Stated problem — Format every line of the material below as a JSON list of strings, one string per line, omitting any blank lines.

Rows from a box labeling dataset —
———
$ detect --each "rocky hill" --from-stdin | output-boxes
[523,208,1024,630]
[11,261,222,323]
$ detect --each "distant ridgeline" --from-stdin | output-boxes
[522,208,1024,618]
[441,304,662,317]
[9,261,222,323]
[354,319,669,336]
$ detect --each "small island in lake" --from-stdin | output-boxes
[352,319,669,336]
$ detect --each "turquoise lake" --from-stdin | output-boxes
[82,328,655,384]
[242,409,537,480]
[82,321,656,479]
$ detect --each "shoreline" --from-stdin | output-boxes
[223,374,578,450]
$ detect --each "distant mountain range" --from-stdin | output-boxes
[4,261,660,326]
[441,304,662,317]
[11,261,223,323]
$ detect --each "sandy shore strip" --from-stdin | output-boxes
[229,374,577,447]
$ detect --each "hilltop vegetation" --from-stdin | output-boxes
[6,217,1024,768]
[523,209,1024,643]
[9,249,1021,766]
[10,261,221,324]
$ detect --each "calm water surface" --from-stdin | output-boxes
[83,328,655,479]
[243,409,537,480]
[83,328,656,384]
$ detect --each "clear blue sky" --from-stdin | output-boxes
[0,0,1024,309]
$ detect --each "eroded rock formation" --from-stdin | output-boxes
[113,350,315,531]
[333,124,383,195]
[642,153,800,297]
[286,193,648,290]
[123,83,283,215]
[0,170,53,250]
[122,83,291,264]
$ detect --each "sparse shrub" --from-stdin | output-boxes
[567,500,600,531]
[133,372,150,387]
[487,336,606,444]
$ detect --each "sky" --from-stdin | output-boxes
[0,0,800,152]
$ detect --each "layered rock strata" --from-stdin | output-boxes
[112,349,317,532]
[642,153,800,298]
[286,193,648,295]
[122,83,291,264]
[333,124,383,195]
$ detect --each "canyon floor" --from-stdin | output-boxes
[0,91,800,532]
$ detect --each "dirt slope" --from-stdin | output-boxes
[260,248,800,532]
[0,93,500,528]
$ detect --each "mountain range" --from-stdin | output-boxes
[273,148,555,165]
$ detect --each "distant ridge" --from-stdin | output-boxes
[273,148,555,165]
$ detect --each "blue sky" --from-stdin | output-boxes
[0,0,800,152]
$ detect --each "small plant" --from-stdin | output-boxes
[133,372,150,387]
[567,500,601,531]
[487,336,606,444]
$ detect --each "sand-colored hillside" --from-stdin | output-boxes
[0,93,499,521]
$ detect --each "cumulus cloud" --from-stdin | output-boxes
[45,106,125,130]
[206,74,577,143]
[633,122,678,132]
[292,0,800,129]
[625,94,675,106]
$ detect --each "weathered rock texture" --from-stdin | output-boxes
———
Task answer —
[
  "$ detect --each \"rocky hill\" --from-stdin | output-boxes",
  "[523,208,1024,630]",
  "[11,261,222,323]",
  "$ detect --each \"distant ridgeline\" --from-stdin | output-boxes",
  "[522,208,1024,618]",
  "[441,304,662,317]",
  "[9,261,222,323]",
  "[354,319,669,336]",
  "$ detect --each \"small island in lake\" --from-stdin | output-boxes",
  "[352,319,669,336]",
  "$ detect --each \"turquoise lake\" --from-stdin | output-boxes",
  "[82,328,655,384]",
  "[242,409,537,480]",
  "[82,321,656,479]",
  "$ detect --each \"shoreline\" --from-stdin | output-boxes",
  "[223,374,578,450]",
  "$ detect --each \"distant mountain range\" --from-stdin | output-boxes",
  "[4,261,660,326]",
  "[441,304,662,317]",
  "[11,261,223,323]",
  "$ detect --each \"sandy shore strip\" --from-stdin | output-boxes",
  "[229,374,577,447]",
  "$ detect --each \"hilltop vegetation\" --from-stdin | output-boxes",
  "[6,217,1024,768]",
  "[523,209,1024,643]",
  "[9,249,1021,766]",
  "[10,261,221,324]",
  "$ detect --each \"calm water surface\" --from-stdin | output-boxes",
  "[83,328,655,479]",
  "[243,409,537,480]",
  "[83,328,656,384]",
  "$ detect --each \"clear blue sky\" --from-stdin | output-boxes",
  "[0,0,1024,309]",
  "$ detect --each \"eroded rock formation\" --from-stdin | output-boxes",
  "[113,350,315,531]",
  "[333,124,383,195]",
  "[642,153,800,297]",
  "[286,193,648,290]",
  "[123,83,283,215]",
  "[0,170,53,250]",
  "[122,83,291,264]",
  "$ detect --each \"sparse shrub\" --from-stdin | output-boxes",
  "[567,500,600,531]",
  "[133,372,150,387]",
  "[487,336,606,444]",
  "$ detect --each \"sky\" --from-stdin | output-boxes",
  "[0,0,800,152]",
  "$ detect --each \"layered rock strata\" --from-stdin | output-boxes",
  "[112,349,317,532]",
  "[642,153,800,298]",
  "[286,193,648,295]",
  "[122,83,291,264]",
  "[333,124,383,195]",
  "$ detect --each \"canyon floor\" --from-stdin | output-boxes",
  "[0,91,800,532]",
  "$ detect --each \"dirt slope\" --from-stdin | output-boxes",
  "[260,248,800,532]",
  "[0,93,500,528]",
  "$ detect --each \"mountain range\" --from-stdin | output-boxes",
  "[273,148,555,165]",
  "$ detect --each \"distant ridge\" --from-stdin | output-boxes",
  "[273,148,555,165]",
  "$ detect --each \"blue sky\" --from-stdin | output-boxes",
  "[0,0,800,152]",
  "$ detect --each \"small plant\" --from-stdin | output-boxes",
  "[133,372,150,387]",
  "[567,500,601,531]",
  "[487,336,606,444]",
  "$ detect --each \"sand-colored hillside\" --from-stdin | output-boxes",
  "[0,93,499,521]",
  "$ detect --each \"cumulus cloud\" --from-stdin | output-boxes",
  "[45,106,125,130]",
  "[206,74,577,143]",
  "[633,122,678,132]",
  "[292,0,800,129]",
  "[625,94,675,106]",
  "$ detect --each \"weathered rock texture\" --from-stdin | output-boxes"
]